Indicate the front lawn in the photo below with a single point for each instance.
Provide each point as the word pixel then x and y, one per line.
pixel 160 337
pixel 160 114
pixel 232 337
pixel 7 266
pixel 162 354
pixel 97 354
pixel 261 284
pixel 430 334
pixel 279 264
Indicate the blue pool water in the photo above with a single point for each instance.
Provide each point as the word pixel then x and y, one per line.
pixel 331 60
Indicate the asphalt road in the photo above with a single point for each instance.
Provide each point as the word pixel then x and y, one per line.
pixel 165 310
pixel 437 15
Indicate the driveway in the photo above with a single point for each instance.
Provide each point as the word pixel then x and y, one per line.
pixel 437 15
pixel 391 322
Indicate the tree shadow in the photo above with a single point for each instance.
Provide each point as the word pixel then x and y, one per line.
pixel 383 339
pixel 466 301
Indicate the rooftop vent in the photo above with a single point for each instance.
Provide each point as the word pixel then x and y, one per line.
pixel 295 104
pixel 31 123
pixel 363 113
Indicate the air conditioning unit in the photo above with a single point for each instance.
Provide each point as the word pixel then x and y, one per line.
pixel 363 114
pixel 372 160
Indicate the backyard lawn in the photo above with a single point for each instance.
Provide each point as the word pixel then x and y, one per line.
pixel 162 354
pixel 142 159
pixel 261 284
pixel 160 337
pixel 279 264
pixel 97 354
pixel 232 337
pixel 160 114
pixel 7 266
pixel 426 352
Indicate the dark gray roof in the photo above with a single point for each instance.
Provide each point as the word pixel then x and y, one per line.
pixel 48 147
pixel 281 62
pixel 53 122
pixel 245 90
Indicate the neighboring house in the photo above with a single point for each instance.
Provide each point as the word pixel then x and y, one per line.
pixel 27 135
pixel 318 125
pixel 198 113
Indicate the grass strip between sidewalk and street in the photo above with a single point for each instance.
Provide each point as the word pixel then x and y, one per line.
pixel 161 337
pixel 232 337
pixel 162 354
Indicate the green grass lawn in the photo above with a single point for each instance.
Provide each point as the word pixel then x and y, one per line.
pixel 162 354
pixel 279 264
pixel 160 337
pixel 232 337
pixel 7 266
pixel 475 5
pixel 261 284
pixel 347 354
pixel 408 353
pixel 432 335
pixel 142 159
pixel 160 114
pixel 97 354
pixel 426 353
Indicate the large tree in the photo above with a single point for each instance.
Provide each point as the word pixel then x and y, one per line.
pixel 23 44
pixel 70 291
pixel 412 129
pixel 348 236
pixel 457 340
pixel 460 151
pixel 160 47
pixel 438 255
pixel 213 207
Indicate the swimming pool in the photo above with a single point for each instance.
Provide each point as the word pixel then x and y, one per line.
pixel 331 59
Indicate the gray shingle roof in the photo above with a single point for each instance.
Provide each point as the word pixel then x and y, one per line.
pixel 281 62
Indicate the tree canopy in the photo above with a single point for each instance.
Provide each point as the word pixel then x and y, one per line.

● Exercise
Copy the records word for word, starting at the very first line and ending at the line that contains "pixel 372 160", including both of those lines.

● Complete answer
Indicate the front lawn in the photo below with a single point for each instance.
Provide each point as the word pixel then x and y, one per line.
pixel 160 337
pixel 160 114
pixel 232 337
pixel 7 266
pixel 162 354
pixel 97 354
pixel 261 284
pixel 430 334
pixel 279 264
Indicate the blue pool water in the photo above with a single point for each instance.
Provide each point as the word pixel then x and y, one per line.
pixel 331 60
Indicate the asphalt road in the photo above with a single point for each instance.
Provide each point as the word pixel then x and y, one per line.
pixel 165 310
pixel 437 15
Indicate the driveway in the photo above with a single point for each instance.
Provide each point as the word pixel then x and y, one per line.
pixel 437 15
pixel 391 322
Indicate the tree shadow in the photo above with a single point for each instance.
Provide each point as the word pixel then x and y, one per line.
pixel 383 339
pixel 466 301
Indicate the rooftop vent in the photo above with a single point for each instance.
Provide each point as the word pixel then x and y, one per line.
pixel 295 104
pixel 31 123
pixel 363 113
Indicate the air conditioning unit in the photo above with a single point for each instance.
Provide each point as the word pixel then x and y, one per line.
pixel 363 114
pixel 372 160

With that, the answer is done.